WHAT YOU WILL DO:
Copy the records from the line with "the **green mesh fence**?" up to and including the line with "[[[142,3],[256,40],[256,0],[142,0]]]", keeping the requests. Shift every coordinate in the answers by adding 100 to it.

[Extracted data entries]
○ ○ ○

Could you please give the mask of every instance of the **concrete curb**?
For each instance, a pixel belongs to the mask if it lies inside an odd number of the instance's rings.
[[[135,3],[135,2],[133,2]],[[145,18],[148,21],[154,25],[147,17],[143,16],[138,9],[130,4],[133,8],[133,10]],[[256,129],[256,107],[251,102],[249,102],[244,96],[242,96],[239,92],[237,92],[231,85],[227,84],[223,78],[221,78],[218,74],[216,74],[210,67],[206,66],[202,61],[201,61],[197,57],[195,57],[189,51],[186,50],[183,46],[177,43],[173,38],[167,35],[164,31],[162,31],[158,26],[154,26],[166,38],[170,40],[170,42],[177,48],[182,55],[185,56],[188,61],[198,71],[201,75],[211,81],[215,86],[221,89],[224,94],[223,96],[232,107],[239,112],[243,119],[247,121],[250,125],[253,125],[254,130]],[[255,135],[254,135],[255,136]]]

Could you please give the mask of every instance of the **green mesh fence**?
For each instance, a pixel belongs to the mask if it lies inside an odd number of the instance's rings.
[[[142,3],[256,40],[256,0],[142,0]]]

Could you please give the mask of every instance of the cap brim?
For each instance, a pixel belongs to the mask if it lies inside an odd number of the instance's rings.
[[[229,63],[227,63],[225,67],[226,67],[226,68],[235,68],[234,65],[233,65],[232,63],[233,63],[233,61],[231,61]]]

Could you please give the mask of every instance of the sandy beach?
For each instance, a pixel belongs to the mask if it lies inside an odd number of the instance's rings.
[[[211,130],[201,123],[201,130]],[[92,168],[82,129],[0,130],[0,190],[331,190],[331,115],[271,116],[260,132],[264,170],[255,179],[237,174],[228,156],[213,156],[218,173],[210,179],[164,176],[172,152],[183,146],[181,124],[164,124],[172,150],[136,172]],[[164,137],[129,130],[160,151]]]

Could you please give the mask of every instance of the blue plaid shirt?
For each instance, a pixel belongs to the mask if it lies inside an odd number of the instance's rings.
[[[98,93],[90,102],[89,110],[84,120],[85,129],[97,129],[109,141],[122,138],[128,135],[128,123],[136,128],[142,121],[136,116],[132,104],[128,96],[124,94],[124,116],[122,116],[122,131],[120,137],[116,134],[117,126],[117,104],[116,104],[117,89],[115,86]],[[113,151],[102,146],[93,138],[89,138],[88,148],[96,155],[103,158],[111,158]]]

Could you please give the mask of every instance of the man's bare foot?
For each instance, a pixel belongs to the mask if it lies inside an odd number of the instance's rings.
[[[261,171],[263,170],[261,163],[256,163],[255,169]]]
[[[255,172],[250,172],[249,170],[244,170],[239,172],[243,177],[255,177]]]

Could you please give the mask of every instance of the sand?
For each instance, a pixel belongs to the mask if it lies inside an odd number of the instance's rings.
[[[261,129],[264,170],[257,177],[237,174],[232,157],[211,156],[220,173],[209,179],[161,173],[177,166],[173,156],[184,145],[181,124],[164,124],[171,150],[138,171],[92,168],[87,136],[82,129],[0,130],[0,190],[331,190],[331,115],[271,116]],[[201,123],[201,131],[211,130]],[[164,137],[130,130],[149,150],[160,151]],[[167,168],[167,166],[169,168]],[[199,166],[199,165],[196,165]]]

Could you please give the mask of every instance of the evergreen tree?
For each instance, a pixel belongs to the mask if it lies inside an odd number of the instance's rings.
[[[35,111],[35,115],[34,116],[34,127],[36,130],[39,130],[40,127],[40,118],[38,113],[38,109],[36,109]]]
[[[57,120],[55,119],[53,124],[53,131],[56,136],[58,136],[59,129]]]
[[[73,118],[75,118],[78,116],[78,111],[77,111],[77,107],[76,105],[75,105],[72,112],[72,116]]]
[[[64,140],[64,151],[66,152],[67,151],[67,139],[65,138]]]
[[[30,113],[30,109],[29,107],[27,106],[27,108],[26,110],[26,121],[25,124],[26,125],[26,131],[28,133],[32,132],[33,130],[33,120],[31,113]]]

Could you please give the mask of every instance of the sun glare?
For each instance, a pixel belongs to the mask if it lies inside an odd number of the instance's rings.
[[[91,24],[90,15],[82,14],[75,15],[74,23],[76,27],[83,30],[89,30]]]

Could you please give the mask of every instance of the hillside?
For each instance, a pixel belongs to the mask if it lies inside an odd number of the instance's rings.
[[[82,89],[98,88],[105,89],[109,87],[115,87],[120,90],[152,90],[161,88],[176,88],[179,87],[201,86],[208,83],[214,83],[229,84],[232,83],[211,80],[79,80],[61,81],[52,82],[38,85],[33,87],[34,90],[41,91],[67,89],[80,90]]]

○ ○ ○

RESULT FOR THIS TASK:
Could you please give the mask of every instance of the **green mesh fence**?
For each instance, a pixel belongs to the mask if it lies inside an odd number of the instance's rings.
[[[242,103],[356,140],[356,100],[242,100]]]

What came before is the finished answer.